— BEGIN Records supplied —

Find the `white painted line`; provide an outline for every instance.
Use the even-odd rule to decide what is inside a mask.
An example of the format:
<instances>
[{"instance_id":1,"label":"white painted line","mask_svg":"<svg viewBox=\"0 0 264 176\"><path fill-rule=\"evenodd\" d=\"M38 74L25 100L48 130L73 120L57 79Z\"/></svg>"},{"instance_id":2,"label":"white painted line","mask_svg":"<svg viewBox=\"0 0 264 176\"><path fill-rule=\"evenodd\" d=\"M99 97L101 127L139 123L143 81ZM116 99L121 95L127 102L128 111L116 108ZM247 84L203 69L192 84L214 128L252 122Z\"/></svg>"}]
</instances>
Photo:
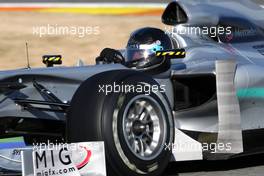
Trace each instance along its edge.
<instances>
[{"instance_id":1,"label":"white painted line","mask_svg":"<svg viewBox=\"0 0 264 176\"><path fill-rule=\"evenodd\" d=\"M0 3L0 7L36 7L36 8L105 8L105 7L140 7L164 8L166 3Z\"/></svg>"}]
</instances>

— END Records supplied —

### Directions
Rewrite the data above with "along its edge" replaced by "around its boundary" and everything else unchanged. Omit the picture.

### Result
Find the `white painted line`; provide an outline for every instance.
Use the even-odd rule to decide what is inside a mask.
An example of the format:
<instances>
[{"instance_id":1,"label":"white painted line","mask_svg":"<svg viewBox=\"0 0 264 176\"><path fill-rule=\"evenodd\" d=\"M38 74L25 100L48 130L73 120L57 79Z\"/></svg>"},{"instance_id":2,"label":"white painted line","mask_svg":"<svg viewBox=\"0 0 264 176\"><path fill-rule=\"evenodd\" d=\"M99 97L101 127L139 123L143 81ZM116 99L121 95L127 102L128 111L116 108ZM247 84L203 69L192 84L214 128L252 122Z\"/></svg>"}]
</instances>
Photo:
Trace each instance around its boundary.
<instances>
[{"instance_id":1,"label":"white painted line","mask_svg":"<svg viewBox=\"0 0 264 176\"><path fill-rule=\"evenodd\" d=\"M0 3L0 7L36 7L36 8L105 8L105 7L140 7L164 8L166 3Z\"/></svg>"}]
</instances>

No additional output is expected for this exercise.